-------- Dataset entries --------

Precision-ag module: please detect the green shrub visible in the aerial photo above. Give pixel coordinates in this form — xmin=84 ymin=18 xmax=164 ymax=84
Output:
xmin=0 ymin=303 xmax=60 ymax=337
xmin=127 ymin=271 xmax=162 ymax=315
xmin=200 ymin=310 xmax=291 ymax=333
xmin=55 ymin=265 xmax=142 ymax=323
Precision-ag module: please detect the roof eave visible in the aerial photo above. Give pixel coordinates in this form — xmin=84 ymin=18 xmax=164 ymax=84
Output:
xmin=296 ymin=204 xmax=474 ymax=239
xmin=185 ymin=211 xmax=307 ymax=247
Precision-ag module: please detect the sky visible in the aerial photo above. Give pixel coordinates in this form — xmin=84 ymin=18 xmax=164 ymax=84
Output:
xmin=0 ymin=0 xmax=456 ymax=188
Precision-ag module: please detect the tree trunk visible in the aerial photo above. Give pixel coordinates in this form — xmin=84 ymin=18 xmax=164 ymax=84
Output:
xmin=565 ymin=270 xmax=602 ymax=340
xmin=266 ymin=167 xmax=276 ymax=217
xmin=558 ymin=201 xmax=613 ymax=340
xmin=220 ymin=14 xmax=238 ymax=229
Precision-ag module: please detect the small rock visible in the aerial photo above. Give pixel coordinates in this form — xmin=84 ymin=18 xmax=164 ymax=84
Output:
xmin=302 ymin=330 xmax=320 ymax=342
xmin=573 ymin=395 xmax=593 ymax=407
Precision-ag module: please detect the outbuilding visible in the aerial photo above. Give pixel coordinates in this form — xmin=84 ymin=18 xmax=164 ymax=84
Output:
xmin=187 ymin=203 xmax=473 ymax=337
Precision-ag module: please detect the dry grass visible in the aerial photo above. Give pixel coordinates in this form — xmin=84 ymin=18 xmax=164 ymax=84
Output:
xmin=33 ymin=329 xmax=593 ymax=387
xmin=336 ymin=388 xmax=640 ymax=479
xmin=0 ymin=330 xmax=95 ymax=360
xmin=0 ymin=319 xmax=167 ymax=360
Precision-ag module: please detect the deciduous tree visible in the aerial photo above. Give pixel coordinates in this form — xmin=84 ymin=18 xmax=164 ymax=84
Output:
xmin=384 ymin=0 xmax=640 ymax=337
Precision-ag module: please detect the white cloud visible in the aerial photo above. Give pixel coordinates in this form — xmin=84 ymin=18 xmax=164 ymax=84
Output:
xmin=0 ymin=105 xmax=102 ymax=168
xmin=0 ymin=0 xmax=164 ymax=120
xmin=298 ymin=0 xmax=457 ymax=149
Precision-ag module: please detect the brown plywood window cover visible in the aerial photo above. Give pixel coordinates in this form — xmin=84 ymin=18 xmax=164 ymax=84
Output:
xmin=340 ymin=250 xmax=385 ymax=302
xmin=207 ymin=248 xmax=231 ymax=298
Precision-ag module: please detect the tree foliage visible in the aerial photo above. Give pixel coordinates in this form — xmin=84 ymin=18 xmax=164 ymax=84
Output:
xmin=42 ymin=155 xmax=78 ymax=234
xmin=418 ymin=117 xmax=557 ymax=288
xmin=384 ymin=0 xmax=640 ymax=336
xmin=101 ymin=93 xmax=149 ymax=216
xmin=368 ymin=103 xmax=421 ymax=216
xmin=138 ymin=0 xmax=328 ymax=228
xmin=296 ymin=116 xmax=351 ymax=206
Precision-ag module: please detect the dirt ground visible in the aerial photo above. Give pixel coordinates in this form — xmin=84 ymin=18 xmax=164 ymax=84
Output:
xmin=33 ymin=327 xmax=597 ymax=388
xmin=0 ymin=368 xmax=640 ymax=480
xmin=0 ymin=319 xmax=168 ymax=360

--------

Rewrite the records starting with the line that contains "Precision-ag module: please detect the dirt" and going on through the end of the records, both ends included. Raise every coordinate value listed under each "Output:" line by 143, and leave all other text unchanged.

Precision-ag module: please detect the dirt ground visible in the aerial photo above. Give pixel coordinates in this form — xmin=84 ymin=18 xmax=164 ymax=84
Output:
xmin=176 ymin=470 xmax=740 ymax=531
xmin=143 ymin=511 xmax=783 ymax=623
xmin=143 ymin=462 xmax=311 ymax=503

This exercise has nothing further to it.